Exercise details - Copy out word for word the lines that start with the one containing "Objective — set a marker on each instance of the support" and run through the final line, including both ends.

Task inputs -

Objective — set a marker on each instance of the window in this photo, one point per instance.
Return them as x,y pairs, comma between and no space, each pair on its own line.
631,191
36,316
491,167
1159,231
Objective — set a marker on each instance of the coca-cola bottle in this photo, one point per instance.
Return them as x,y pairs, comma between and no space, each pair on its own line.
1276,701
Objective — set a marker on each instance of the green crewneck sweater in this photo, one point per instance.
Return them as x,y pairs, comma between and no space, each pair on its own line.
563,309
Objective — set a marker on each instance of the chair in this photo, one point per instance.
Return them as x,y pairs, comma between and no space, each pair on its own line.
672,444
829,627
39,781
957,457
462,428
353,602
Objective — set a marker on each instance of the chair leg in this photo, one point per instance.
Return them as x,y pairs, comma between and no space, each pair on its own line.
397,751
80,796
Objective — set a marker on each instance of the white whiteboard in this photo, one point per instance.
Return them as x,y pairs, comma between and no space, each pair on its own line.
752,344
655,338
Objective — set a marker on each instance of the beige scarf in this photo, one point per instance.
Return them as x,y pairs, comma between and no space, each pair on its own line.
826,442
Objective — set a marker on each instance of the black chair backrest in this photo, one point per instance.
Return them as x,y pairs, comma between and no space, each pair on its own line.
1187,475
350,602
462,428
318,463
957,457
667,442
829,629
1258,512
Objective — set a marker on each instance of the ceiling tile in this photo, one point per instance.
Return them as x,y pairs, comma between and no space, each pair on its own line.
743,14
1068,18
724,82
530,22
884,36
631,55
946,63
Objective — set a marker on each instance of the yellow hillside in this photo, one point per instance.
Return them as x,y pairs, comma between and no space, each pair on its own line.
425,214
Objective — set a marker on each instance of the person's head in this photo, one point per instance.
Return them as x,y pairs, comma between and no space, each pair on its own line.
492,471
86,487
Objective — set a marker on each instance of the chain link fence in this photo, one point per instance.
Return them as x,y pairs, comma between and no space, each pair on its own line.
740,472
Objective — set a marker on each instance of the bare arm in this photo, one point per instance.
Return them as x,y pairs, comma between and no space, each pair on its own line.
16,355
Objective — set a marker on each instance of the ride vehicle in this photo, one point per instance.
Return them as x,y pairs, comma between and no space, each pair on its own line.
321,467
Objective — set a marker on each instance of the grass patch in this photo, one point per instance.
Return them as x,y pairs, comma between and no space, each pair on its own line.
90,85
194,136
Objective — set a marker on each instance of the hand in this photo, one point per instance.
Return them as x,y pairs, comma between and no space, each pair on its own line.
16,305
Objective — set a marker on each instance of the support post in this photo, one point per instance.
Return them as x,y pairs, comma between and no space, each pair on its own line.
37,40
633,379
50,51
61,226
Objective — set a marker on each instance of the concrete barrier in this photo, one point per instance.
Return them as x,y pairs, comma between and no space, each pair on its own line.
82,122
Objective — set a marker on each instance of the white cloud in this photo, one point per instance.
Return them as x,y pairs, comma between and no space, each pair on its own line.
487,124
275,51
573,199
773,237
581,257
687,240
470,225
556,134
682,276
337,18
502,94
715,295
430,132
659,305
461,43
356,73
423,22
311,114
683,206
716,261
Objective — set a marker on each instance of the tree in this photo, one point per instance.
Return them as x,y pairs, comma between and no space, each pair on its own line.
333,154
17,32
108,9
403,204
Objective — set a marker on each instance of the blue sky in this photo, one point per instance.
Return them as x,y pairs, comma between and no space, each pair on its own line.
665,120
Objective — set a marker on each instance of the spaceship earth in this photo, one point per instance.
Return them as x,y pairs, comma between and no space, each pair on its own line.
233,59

The solution -
Objective — set a marker on each instance of the support post in this photo, one point per instance.
Return them as x,y pairs, comma between and no space, each pair on its own line.
37,40
633,379
50,51
61,226
Objective — set a marker on each instance of the concrete barrier in this photo, one point per instance.
Return them as x,y pairs, comma between and no space, each pair on its own line.
82,122
Objective — set a marker on each instance of the white cloud in this photo, one point per instance.
Return them as x,y pairs, comma between and no space, each pair on its own line.
487,124
275,51
573,199
773,237
581,257
687,240
470,225
556,134
682,276
337,18
502,94
715,295
430,132
659,305
461,43
356,73
423,22
311,114
683,206
716,261
Objective — set a marker on each instance of the tree in this photo, one point per instance.
Return them as x,y pairs, comma between and no space, each pair on its own line.
333,154
17,32
108,9
403,204
Objective — set a marker on each instance of the blue sky in this photo, one point per instance.
Return them as x,y pairs, comma between and no space, each pair on its own line.
665,120
Objective — set a marker on each instance of the spaceship earth in this photo, one point per instance.
Return them as x,y pairs, comma between and no space, each pair on its own line.
233,59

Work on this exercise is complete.